Description de la tâche — Recopiez à l'identique, s'il vous plaît, le passage de l'extrait sur Emmanuel Macron et les catholiques qui commence aux mots « Et la hiérarchie » et s'arrête après « plus intérieure qu’institutionnelle. ».

Extrait du document —
========

L’invité – Jean-Brice Willemin, porte-parole de l’Eglise catholique dans le canton de Vaud, zoome sur la face profonde du président français.
Emmanuel Macron inspire de la défiance dans les milieux catholiques de France. C’est d’abord la droite identitaire hostile au mariage pour tous et à la procréation médicament assistée (PMA) pour tous les couples. Elle représente les deux tiers des catholiques pratiquants ou proches de l’Eglise. Beaucoup d’entre eux supportent mal que le président français considère les petits-enfants de son épouse comme les siens !
C’est aussi le courant chrétien social solidaire des personnes fragiles qui est inquiet par son programme économique d’essence libérale. Cet ancien banquier de chez Rothschild ne leur apparaît pas assez social et solidaire.
Bref, comme en politique, être au centre en religion, entre les progressistes et la droite identitaire catholique, c’est suspect pour une majorité de chrétiens.
Pourtant, jusqu’à présent, Emmanuel Macron est apparu plus proche des chrétiens sociaux que des catholiques conservateurs. Lorsqu’il visitait un centre d’hébergement parisien du Secours catholique – Caritas en Suisse – il a confié qu’être chrétien, c’est défendre les droits des plus pauvres, et non pas se battre pour retirer des droits à des hommes et des femmes homosexuels.
Et la hiérarchie de l’Eglise ? Elle aussi, ne cache pas sa méfiance. Une grande majorité des évêques français n’ont pas donné de mot d’ordre contre le Front national. Le pape François est lui aussi resté neutre, relate l’hebdomadaire catholique La Vie. Du favori, il a dit « je ne sais pas d’où il vient » ; et de sa rivale ? Il l’a situé en représentante de « la droite forte ».
Cette distance du pape envers Macron étonne les sociologues de la cathosphère française. Le président français n’a jamais renié sa foi, lui qui a été baptisé catholique à l’âge de 12 ans de sa propre initiative. Et comme le pape, il a été formé à la discipline jésuite. De celle-ci, il a puisé une spiritualité qui valorise une relation à Dieu plus intérieure qu’institutionnelle.

========

Informations fournies —
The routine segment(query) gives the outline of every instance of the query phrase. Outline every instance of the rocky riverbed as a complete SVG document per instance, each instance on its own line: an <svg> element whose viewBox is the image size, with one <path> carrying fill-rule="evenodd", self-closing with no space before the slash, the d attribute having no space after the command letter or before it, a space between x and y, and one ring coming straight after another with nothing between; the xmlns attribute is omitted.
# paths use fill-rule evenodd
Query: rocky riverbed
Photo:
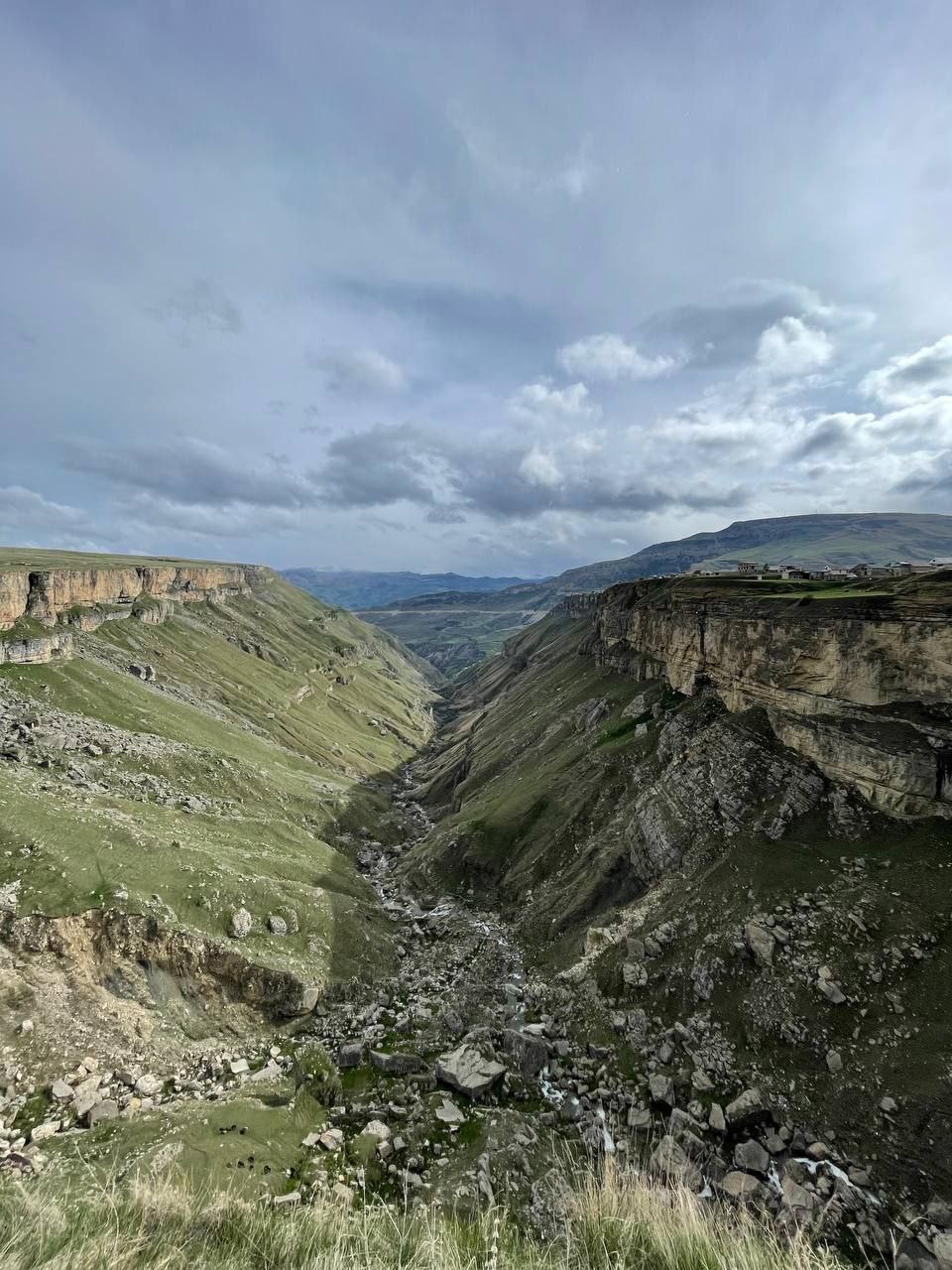
<svg viewBox="0 0 952 1270"><path fill-rule="evenodd" d="M206 1048L173 1071L105 1071L88 1055L48 1088L8 1073L0 1167L56 1168L53 1148L67 1139L94 1157L123 1121L173 1123L206 1114L194 1106L206 1104L217 1105L222 1143L235 1144L226 1167L279 1204L327 1191L348 1204L367 1193L463 1208L505 1198L545 1227L566 1167L609 1158L757 1204L787 1232L807 1227L866 1253L887 1252L895 1238L906 1270L948 1264L948 1206L902 1208L875 1163L763 1095L703 1011L666 1025L603 996L584 961L543 975L498 913L411 893L401 857L429 828L411 773L395 812L407 827L402 845L349 843L395 927L390 980L324 998L260 1044ZM765 956L768 932L751 925L745 935L751 955ZM664 940L664 927L651 937ZM278 1105L306 1113L292 1158L244 1152L249 1109ZM895 1111L883 1097L885 1129Z"/></svg>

========

Solution du problème —
Et la hiérarchie de l’Eglise ? Elle aussi, ne cache pas sa méfiance. Une grande majorité des évêques français n’ont pas donné de mot d’ordre contre le Front national. Le pape François est lui aussi resté neutre, relate l’hebdomadaire catholique La Vie. Du favori, il a dit « je ne sais pas d’où il vient » ; et de sa rivale ? Il l’a situé en représentante de « la droite forte ».
Cette distance du pape envers Macron étonne les sociologues de la cathosphère française. Le président français n’a jamais renié sa foi, lui qui a été baptisé catholique à l’âge de 12 ans de sa propre initiative. Et comme le pape, il a été formé à la discipline jésuite. De celle-ci, il a puisé une spiritualité qui valorise une relation à Dieu plus intérieure qu’institutionnelle.